Eu me encontrava na Finlândia, curtindo o lindo e breve verão. Adriana estava comigo, de férias, mas Yusef estava em Helsinki com o pai. Falávamos com ele várias vezes por dia pelo telefone. Eu sentia muita saudade de meu neto. Assim como não consigo descrever com palavras a beleza dos muitos lugares que visitei nesse mundo afora, não consigo expressar a emoção de ser avó de um menino tão especial, saudável, forte, extremamente sensível e inteligente. Acho que o fato de ouvir diariamente quatro línguas dava-lhe mais energia para, a cada dia, aprender mais. Que Deus o abençoe! Igualmente difícil é expressar em palavras o que sinto quando me encontro rodeada de pessoas que amo e que sei que também me amam.

No mês de setembro do mesmo ano, meu marido viajou a Manila, nas Filipinas, para um novo projeto. Decidi que, em vez de acompanhá-lo, viajaria para o Brasil. Adriana tirou férias de três semanas e resolveu ir comigo.
::::::::
_Complete o seguinte_:
[a] Repita fielmente o trecho do relato que vai de "No mês de setembro" até "resolveu ir comigo.".
[b] Segundo o relato, para onde o marido viajou em setembro?

Trecho do conjunto de dados
::::::::
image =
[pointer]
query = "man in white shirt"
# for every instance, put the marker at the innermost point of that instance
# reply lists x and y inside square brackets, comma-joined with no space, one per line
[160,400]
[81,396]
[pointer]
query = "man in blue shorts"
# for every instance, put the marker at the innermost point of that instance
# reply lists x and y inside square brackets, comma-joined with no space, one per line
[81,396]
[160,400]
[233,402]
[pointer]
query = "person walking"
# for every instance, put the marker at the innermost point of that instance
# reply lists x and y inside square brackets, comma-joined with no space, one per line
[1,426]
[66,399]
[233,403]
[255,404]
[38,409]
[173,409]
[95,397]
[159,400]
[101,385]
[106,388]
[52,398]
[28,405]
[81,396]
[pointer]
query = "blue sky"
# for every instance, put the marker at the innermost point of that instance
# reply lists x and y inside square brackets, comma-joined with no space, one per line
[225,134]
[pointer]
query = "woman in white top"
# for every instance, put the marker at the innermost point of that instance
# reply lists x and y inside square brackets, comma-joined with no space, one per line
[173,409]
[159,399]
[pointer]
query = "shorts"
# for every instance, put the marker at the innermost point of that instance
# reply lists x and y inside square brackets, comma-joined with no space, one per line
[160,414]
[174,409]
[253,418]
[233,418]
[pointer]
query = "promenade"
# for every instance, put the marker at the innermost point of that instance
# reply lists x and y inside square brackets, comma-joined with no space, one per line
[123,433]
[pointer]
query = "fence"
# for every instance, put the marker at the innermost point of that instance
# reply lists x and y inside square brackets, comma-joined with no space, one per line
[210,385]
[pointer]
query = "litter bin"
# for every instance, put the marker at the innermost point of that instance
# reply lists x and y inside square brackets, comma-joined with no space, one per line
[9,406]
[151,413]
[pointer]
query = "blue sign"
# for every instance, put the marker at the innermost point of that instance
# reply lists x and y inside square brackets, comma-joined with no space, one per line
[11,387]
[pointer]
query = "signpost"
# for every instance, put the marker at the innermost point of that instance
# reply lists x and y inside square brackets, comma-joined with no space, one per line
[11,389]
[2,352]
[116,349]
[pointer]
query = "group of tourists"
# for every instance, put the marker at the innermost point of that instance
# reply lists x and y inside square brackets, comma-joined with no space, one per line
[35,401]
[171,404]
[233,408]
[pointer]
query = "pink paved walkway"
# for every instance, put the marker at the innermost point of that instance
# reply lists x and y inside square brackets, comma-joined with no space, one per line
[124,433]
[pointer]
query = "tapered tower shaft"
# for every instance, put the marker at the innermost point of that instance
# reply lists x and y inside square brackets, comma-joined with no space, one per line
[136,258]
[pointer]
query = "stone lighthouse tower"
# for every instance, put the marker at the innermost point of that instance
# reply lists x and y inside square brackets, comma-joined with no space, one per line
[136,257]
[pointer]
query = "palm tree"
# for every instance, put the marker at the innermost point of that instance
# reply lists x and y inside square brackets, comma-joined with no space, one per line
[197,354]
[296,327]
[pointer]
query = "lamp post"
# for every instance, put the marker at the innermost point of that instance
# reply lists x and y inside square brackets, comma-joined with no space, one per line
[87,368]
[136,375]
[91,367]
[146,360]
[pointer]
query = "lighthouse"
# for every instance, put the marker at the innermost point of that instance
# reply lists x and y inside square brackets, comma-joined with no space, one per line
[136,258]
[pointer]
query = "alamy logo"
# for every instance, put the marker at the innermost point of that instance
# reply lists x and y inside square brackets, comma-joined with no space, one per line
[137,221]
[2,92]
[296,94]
::::::::
_Os resultados_:
[a]
No mês de setembro do mesmo ano, meu marido viajou a Manila, nas Filipinas, para um novo projeto. Decidi que, em vez de acompanhá-lo, viajaria para o Brasil. Adriana tirou férias de três semanas e resolveu ir comigo.

[b] Para Manila, nas Filipinas.